__DATA__:

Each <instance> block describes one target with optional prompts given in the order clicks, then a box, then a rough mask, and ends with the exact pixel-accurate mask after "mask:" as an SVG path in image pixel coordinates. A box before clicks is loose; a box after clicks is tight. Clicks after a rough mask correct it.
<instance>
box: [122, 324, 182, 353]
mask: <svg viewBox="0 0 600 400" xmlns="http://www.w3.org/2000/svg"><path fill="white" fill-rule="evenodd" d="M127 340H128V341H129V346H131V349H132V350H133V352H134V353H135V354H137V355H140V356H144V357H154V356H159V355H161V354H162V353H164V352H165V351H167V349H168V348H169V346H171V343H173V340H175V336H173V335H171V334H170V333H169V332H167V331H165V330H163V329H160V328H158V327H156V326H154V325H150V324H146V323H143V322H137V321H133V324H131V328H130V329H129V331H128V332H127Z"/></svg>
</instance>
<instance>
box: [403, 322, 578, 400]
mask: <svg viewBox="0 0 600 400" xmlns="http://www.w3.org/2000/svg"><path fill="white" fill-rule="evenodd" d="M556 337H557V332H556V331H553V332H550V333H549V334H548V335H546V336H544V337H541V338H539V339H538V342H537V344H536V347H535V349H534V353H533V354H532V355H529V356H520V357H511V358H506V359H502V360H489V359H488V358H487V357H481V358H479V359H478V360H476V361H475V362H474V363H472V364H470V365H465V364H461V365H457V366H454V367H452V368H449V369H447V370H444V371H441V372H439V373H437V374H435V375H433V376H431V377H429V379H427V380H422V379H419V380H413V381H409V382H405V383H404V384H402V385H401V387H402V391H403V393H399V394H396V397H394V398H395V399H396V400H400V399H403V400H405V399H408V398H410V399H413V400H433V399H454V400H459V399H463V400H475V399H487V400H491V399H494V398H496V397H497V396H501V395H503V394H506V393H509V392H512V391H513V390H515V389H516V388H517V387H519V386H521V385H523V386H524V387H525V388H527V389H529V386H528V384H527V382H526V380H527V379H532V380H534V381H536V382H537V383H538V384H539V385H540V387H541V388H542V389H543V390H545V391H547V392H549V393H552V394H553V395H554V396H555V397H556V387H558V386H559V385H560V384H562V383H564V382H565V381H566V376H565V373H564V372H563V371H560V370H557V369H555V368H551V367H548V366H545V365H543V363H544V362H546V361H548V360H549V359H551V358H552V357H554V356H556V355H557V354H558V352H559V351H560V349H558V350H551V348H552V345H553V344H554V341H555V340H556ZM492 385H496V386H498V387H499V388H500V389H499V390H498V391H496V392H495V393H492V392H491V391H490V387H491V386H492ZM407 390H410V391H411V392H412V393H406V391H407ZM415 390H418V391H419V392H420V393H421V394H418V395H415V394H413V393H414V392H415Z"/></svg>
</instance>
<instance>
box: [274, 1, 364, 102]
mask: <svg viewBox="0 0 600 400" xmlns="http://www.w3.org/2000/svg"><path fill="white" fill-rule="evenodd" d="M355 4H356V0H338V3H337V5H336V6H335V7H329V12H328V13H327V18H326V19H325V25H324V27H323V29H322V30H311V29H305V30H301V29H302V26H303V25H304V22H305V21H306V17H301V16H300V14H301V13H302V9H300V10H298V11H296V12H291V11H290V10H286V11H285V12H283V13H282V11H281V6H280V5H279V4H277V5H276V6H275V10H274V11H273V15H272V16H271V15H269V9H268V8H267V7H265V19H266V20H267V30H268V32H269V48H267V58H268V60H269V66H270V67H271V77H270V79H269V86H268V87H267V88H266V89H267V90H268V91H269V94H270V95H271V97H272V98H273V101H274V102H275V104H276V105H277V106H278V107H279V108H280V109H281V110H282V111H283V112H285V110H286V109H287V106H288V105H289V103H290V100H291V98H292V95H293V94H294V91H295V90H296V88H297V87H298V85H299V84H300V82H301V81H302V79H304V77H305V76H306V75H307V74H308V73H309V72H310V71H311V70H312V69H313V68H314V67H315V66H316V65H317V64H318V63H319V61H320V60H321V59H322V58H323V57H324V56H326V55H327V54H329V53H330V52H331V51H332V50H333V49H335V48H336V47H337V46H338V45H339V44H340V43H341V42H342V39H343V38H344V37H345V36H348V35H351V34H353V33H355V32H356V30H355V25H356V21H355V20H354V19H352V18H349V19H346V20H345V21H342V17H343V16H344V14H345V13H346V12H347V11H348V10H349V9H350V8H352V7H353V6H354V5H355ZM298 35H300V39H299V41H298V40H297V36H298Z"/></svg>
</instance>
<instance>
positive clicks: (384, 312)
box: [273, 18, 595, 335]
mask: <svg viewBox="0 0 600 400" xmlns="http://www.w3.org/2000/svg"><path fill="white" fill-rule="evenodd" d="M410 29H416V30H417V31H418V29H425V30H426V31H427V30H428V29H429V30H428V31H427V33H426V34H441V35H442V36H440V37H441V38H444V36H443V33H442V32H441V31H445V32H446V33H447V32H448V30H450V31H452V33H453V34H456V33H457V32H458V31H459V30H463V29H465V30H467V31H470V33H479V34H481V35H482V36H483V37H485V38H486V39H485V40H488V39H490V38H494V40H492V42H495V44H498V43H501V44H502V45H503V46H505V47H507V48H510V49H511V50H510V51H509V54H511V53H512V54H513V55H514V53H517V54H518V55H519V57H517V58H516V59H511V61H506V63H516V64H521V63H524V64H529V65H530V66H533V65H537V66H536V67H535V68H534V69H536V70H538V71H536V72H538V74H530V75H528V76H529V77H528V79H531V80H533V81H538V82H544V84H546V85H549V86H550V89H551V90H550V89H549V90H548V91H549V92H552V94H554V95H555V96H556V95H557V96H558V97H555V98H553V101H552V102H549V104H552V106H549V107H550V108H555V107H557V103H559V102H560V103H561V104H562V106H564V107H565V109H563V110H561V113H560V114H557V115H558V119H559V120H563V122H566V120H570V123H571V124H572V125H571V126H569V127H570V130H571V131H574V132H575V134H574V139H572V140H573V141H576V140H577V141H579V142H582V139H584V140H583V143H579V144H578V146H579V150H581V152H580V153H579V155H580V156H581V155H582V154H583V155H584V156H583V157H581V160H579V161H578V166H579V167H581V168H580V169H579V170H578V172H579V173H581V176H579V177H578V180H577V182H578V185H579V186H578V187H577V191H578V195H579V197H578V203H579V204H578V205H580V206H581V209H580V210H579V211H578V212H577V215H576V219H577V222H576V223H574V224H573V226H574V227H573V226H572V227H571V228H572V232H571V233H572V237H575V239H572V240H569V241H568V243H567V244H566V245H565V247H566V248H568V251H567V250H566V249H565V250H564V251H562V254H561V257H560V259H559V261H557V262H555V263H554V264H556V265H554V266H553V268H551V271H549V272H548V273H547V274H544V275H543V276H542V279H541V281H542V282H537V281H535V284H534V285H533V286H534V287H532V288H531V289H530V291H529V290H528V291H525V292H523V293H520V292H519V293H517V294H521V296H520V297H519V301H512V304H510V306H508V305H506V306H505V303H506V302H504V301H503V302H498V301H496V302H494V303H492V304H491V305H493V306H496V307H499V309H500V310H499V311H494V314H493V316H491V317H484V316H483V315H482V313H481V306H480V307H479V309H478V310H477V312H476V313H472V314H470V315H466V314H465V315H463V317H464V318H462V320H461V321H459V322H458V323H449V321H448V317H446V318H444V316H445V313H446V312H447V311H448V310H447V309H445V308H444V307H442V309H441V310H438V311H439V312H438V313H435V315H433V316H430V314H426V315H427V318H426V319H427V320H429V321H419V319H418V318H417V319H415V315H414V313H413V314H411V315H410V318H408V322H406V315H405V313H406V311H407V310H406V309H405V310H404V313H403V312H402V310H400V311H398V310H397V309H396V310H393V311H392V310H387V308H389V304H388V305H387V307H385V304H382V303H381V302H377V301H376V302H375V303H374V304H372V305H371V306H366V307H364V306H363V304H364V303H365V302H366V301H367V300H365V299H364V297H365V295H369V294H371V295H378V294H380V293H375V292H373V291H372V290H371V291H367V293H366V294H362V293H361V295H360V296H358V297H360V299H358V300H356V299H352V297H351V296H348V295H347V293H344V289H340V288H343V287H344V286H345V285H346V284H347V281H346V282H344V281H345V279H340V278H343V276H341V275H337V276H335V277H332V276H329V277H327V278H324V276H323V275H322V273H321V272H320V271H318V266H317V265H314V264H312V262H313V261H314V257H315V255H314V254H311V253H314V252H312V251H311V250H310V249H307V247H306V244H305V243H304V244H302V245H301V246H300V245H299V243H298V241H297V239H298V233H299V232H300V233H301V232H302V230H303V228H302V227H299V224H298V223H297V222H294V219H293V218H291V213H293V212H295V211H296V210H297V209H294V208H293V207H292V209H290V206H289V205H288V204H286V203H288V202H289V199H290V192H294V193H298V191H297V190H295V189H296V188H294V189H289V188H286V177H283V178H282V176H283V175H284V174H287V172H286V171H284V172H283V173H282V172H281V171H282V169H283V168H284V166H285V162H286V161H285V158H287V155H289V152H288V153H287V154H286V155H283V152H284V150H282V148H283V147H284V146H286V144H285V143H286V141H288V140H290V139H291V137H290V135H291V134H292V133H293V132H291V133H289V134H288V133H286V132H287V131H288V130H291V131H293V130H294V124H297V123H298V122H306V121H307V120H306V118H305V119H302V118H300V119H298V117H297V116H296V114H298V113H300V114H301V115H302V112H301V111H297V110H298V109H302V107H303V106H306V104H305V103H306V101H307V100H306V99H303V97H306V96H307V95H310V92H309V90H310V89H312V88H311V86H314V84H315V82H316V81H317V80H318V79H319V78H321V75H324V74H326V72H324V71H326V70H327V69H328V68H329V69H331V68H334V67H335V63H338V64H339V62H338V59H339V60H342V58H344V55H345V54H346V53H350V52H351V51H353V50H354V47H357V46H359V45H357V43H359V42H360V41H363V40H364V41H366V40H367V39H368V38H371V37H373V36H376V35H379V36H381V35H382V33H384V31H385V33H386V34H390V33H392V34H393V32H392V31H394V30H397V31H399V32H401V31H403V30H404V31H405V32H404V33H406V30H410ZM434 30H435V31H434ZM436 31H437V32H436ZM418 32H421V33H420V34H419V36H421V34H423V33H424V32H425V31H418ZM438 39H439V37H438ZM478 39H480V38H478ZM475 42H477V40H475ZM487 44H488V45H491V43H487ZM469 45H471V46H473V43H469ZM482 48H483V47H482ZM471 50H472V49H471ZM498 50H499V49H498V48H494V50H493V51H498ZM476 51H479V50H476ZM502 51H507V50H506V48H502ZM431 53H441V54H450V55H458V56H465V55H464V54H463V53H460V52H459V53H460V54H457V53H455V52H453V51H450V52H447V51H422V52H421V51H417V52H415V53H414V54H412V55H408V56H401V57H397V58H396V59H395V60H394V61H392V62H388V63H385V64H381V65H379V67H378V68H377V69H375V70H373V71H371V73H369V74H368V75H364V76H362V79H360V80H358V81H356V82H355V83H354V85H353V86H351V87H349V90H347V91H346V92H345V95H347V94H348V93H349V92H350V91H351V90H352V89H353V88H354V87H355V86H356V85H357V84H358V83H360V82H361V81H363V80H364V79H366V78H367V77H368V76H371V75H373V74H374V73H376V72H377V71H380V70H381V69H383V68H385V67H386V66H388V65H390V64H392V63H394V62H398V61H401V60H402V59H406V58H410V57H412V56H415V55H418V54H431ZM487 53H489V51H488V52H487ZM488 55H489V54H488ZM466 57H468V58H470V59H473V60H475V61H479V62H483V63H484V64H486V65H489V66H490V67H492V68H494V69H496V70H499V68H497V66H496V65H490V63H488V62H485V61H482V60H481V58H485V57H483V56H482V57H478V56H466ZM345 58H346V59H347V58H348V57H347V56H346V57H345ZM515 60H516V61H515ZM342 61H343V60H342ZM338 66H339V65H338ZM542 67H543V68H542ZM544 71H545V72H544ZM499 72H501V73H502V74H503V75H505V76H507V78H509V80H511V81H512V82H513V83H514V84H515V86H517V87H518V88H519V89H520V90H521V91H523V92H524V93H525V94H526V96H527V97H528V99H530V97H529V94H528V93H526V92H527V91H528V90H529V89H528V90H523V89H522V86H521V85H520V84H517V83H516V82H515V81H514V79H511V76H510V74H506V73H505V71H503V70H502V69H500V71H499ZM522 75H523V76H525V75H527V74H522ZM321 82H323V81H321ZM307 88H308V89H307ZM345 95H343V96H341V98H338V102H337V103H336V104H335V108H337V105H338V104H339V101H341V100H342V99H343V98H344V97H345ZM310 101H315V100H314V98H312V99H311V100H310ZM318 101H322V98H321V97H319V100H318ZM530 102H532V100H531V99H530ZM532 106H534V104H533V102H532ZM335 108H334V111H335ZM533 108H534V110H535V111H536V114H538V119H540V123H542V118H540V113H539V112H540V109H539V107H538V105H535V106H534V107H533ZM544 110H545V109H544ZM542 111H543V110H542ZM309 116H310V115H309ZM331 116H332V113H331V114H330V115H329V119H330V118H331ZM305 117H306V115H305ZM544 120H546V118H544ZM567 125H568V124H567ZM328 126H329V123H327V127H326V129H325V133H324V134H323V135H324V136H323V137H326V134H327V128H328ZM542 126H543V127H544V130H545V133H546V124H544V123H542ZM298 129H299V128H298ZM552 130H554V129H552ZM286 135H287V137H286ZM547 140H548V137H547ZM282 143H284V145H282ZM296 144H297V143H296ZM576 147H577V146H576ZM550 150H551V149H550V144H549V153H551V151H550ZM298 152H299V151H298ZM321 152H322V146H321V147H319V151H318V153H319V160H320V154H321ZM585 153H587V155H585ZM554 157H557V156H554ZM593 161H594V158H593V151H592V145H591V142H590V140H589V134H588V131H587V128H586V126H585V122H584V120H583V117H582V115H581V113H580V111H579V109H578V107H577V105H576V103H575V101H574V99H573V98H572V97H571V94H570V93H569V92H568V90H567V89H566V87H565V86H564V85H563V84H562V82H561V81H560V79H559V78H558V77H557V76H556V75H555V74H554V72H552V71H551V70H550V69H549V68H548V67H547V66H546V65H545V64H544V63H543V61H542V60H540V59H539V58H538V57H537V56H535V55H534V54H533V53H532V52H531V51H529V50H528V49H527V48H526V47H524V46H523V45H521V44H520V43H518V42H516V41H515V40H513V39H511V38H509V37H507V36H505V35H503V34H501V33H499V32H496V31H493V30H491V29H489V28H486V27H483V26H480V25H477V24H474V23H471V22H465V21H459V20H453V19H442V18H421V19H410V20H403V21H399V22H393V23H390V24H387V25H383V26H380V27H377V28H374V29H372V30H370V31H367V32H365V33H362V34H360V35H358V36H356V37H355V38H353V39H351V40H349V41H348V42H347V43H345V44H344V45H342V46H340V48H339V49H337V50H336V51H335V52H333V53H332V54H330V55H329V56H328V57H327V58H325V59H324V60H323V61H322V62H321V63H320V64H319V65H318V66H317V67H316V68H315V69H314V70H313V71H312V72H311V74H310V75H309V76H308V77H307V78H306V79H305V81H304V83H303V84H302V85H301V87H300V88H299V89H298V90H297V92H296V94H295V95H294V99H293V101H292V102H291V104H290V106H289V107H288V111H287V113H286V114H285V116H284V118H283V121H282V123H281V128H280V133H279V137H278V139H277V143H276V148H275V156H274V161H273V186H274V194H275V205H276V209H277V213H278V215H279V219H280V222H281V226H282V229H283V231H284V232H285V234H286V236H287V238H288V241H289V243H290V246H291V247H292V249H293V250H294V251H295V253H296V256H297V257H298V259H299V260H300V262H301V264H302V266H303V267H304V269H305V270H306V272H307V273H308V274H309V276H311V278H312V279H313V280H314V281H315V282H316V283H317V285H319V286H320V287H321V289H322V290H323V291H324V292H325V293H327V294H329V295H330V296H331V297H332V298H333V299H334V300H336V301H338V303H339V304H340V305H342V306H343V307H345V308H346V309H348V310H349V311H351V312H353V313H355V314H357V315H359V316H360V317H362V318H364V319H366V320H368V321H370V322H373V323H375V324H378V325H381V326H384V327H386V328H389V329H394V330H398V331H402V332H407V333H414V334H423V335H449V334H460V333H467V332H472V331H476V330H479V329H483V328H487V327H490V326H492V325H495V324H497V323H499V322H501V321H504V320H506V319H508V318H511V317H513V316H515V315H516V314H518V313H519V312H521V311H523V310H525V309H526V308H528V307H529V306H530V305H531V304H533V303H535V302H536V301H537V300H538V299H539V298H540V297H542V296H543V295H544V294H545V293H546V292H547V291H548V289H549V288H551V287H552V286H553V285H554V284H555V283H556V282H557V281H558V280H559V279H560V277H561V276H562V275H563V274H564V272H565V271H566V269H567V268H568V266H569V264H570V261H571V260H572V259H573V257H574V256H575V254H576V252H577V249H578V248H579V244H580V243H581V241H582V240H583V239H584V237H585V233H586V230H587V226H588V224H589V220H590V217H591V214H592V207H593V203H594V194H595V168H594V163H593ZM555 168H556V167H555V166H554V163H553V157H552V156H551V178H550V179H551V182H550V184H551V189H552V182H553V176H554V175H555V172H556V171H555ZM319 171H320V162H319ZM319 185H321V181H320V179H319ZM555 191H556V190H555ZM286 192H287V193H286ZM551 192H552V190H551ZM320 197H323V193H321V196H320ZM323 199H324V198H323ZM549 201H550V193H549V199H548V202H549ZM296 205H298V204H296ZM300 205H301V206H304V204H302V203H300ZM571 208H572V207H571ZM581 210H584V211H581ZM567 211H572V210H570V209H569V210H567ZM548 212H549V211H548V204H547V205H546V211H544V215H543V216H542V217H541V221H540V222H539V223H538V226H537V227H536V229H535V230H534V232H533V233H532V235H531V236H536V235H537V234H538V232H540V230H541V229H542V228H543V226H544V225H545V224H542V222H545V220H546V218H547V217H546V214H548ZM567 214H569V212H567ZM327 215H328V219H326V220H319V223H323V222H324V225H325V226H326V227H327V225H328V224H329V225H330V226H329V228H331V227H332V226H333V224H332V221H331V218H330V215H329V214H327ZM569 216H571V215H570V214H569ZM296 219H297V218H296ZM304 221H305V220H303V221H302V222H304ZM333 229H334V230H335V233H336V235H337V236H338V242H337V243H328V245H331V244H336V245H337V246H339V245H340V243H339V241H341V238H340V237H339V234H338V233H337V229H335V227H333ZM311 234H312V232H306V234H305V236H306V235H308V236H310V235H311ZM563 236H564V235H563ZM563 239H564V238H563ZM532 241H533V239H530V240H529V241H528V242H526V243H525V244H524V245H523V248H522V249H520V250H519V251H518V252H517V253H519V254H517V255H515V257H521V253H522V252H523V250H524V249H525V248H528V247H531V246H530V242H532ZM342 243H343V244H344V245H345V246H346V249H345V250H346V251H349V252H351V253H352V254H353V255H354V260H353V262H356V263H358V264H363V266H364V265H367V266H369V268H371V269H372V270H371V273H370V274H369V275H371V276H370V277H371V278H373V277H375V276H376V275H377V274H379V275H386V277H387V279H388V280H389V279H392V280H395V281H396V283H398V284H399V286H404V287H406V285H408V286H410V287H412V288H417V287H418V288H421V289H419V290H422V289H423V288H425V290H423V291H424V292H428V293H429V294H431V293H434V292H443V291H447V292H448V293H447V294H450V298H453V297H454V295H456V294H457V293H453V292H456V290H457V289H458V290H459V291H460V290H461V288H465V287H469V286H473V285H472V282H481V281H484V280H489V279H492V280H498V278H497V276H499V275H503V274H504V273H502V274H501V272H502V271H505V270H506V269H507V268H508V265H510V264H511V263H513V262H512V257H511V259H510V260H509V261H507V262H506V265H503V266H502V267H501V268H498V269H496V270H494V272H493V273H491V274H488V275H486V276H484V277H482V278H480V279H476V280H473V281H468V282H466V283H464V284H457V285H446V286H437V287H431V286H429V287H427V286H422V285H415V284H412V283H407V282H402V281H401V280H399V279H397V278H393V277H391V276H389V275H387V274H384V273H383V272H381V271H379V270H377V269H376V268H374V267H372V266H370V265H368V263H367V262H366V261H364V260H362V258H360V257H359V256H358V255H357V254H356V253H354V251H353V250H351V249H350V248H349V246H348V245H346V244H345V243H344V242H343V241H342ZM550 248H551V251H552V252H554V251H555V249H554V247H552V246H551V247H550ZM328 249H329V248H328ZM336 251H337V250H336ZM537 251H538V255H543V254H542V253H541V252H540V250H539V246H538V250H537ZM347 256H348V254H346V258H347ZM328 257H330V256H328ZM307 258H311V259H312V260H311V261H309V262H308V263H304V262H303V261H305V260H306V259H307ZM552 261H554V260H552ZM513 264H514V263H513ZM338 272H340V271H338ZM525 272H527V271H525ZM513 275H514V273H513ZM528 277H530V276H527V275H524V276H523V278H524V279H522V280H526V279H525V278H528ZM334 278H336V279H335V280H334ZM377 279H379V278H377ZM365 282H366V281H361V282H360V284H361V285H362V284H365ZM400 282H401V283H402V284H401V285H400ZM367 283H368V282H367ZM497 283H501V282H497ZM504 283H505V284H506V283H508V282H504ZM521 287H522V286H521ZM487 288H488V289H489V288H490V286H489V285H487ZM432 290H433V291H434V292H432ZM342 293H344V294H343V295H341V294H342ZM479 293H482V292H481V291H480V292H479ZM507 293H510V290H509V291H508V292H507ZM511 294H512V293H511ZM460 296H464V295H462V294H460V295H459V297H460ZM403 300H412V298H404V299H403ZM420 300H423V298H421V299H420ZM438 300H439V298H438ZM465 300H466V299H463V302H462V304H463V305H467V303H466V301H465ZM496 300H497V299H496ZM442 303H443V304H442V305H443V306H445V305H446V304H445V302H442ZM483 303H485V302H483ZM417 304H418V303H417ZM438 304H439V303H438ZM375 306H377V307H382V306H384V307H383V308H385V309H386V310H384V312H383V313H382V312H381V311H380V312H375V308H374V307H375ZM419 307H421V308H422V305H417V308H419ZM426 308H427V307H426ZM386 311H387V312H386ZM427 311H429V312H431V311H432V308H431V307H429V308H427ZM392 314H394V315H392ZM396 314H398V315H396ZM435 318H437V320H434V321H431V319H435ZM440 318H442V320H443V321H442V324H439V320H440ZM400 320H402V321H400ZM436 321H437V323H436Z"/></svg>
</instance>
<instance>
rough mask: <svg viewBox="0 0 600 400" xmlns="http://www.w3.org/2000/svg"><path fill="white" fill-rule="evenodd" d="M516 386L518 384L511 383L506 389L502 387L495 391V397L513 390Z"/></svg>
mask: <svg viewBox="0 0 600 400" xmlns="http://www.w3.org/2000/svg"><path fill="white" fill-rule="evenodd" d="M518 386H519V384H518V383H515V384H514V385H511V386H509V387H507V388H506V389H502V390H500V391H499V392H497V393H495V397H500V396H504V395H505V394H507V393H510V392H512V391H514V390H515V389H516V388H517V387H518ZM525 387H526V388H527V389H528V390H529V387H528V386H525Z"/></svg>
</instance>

__EXERCISE__: Every line that contains the string "rough" should be copied from the records.

__OUTPUT__:
Each <instance> block describes one target with optional prompts given in the order clicks, then a box, then a rough mask, and ends with the exact pixel-accurate mask after "mask:" as an SVG path in image pixel coordinates. A box before clicks is loose; a box after clicks is tight. Clicks after a rough mask correct it.
rough mask: <svg viewBox="0 0 600 400" xmlns="http://www.w3.org/2000/svg"><path fill="white" fill-rule="evenodd" d="M516 386L518 384L511 383L506 389L502 387L495 391V397L513 390Z"/></svg>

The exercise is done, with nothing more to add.